──────── SOURCE DOCUMENT

Congressional efforts to revise § 4(f)(2) of the ADEA, 29 U.S.C. § 623(f)(2) (1976), began in 1977 after the Court of Appeals for the Fifth Circuit in Brennan v. Taft Broadcasting Co., 500 F.2d 212 (5th Cir. 1974), and this court in Zinger v. Blanchette, supra, concluded that the Act permitted involuntary retirements before age 65 under a bona fide employee benefit plan. Legislation was introduced in both the House and Senate to amend § 4(f)(2) by providing that employee benefit plans that permitted or required forced, early retirement solely because of age would not be exempt from the Act's coverage. In addition, the bills proposed raising the upper age limit of the Act incrementally to 70, as in S. 1784,*fn5 or without limit, as in S. 1583.*fn6 As amended and reported from the House Committee on Education and Labor, a third bill, H.R. 5383,*fn7 extended coverage to age 70 after a waiting period of six months.

A study of the House and Senate floor debate reveals only one clear reference to the question of retroactivity. On October 19, 1977, the Senate passed an amended version of H.R. 5383. Most of the floor discussion centered on the exemption of certain occupations from a prohibition against involuntary retirement between ages 65 and 70. At the close of the debate, however, and after the Senate had voted to approve the measure, Senator Jennings Randolph posed the following question:

"Mr. Randolph: I should like to ask the Senator from New Jersey (Mr. Williams) whether this bill retroactively covers a forced retirement at, say, age 60 or 62 prior to the effective date of this bill where the individual so retired is eligible for, and actually receives, a pension under a pension plan which has been qualified with the Internal Revenue Service?

────────────────

◆ **TASKS**
**a)** Copy the passage on the ADEA amendments between "A study of the" and "Internal Revenue Service?", inclusive.
**b)** Using the passage on the ADEA amendments, decide whether each statement agrees with it, and answer yes or no, quoting the words that decide it: (i) The Senate passed an amended version of H.R. 5383 on October 19, 1977. (ii) S. 1583 proposed raising the Act's upper age limit incrementally to 70. (iii) Senator Jennings Randolph asked his question before the Senate voted on the measure.
**c)** Continue the passage on the ADEA amendments, beginning after its last sentence.

──────── DATA SHOWN

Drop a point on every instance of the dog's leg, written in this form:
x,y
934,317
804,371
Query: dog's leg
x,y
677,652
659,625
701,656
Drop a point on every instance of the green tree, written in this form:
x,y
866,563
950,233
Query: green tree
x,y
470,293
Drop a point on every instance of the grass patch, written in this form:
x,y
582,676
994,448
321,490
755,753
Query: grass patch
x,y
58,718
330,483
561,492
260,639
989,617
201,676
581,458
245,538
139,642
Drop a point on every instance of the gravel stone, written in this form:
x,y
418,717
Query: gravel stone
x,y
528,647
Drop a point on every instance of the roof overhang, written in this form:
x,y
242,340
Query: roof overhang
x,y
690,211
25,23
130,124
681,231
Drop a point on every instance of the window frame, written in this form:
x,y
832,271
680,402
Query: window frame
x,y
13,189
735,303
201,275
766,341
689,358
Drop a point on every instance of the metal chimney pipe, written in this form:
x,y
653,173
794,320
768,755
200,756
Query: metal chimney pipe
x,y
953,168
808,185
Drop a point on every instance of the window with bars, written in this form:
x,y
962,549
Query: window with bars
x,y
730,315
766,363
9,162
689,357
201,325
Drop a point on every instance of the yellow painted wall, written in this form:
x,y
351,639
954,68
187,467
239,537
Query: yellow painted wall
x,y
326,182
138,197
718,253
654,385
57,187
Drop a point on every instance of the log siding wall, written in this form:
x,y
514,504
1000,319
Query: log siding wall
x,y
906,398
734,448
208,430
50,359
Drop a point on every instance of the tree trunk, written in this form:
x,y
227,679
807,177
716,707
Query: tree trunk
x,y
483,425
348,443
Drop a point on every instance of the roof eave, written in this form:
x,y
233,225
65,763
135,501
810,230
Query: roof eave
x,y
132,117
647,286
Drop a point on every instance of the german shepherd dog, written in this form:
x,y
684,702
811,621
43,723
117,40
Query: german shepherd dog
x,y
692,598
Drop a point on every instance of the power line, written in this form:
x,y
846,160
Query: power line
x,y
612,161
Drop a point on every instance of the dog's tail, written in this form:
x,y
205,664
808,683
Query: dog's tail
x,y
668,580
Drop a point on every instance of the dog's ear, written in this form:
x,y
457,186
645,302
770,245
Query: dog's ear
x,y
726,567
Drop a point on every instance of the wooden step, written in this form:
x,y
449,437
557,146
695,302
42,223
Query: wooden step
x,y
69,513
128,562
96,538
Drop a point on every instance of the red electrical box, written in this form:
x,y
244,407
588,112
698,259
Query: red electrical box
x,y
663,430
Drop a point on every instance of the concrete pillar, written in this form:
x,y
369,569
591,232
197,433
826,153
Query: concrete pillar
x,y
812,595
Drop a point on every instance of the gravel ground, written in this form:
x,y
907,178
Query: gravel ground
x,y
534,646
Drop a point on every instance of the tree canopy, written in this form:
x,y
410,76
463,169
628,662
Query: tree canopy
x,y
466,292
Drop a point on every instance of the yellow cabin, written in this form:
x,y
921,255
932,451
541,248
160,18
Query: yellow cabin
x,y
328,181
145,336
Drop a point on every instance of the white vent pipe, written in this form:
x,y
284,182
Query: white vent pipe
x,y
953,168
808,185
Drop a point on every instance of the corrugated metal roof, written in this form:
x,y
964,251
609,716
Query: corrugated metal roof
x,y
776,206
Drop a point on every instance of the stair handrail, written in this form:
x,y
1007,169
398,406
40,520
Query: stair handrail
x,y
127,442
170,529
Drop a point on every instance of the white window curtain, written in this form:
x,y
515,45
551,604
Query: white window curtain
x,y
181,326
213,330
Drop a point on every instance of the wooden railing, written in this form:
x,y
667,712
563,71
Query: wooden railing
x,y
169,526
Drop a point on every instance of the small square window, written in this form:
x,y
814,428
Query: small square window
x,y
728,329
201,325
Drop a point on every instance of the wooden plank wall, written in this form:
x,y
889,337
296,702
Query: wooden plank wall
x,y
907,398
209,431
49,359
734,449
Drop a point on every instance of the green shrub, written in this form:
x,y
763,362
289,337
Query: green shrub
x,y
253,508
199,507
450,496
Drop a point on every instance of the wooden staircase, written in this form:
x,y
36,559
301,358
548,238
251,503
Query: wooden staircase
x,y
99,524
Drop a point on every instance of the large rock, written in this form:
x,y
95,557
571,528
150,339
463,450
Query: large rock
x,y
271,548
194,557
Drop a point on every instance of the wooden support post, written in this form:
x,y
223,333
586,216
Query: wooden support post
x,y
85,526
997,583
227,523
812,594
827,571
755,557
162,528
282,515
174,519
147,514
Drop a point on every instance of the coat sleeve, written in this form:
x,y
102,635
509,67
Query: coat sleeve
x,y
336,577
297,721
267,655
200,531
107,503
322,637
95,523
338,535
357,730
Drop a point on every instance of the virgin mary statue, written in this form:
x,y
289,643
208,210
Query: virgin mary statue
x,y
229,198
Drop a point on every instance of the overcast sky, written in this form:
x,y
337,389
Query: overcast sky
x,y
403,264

────────────────

◆ **EXPECTED RESPONSES**
**a)**
A study of the House and Senate floor debate reveals only one clear reference to the question of retroactivity. On October 19, 1977, the Senate passed an amended version of H.R. 5383. Most of the floor discussion centered on the exemption of certain occupations from a prohibition against involuntary retirement between ages 65 and 70. At the close of the debate, however, and after the Senate had voted to approve the measure, Senator Jennings Randolph posed the following question:

"Mr. Randolph: I should like to ask the Senator from New Jersey (Mr. Williams) whether this bill retroactively covers a forced retirement at, say, age 60 or 62 prior to the effective date of this bill where the individual so retired is eligible for, and actually receives, a pension under a pension plan which has been qualified with the Internal Revenue Service?

**b)**
(i) Yes: "On October 19, 1977, the Senate passed an amended version of H.R. 5383."
(ii) No: "or without limit, as in S. 1583."
(iii) No: "after the Senate had voted to approve the measure, Senator Jennings Randolph posed the following question"

**c)**
Mr. Williams: The bill is not retroactive. The question of mandatory retirements prior to the effective date of this bill will be determined by the courts' interpretation of existing law."

123 Cong.Rec. S 17304 (daily ed. Oct. 19, 1977).*fn8 The bill then went to a conference committee whose members included both Senators Williams and Randolph. But in the interim, the Supreme Court reversed the court of appeals' decision in McMann v. United Air Lines, Inc., 542 F.2d 217 (4th Cir. 1976), and agreed with the conclusions in Brennan v. Taft Broadcasting Co., supra, and Zinger v. Blanchette, supra, that § 4(f)(2) as originally enacted did not ban pension plan provisions calling for involuntary retirement before age 65. Nevertheless, the conference committee did not change the effective date of the amended § 4(f)(2) to have it apply to former employees who had been retired before they reached the age of 65.

Recognizing, however, that many existing collective bargaining agreements permitted retirement of persons over 65 and under 70 at the option of the employer, the conference committee adopted a Senate provision delaying the impact of the amended § 4(f)(2) on those plans until the expiration date of the agreement or January 1, 1980, whichever occurred first. The net effect, therefore, was to delay the implementation of the substantive amendments except the one pertaining to forced retirements before age 65, which took effect upon enactment.

Further congressional commentary, after the Supreme Court's reversal in McMann, provides indirect support for the view that the amendment was not intended to apply retrospectively. During the Senate debate on the conference report, in commenting on the amendment to § 4(f)(2), Senator Williams, the floor manager, stated:

"The conference agreement also clarifies existing law to insure that pension plans or seniority systems which require mandatory retirement may no longer be ...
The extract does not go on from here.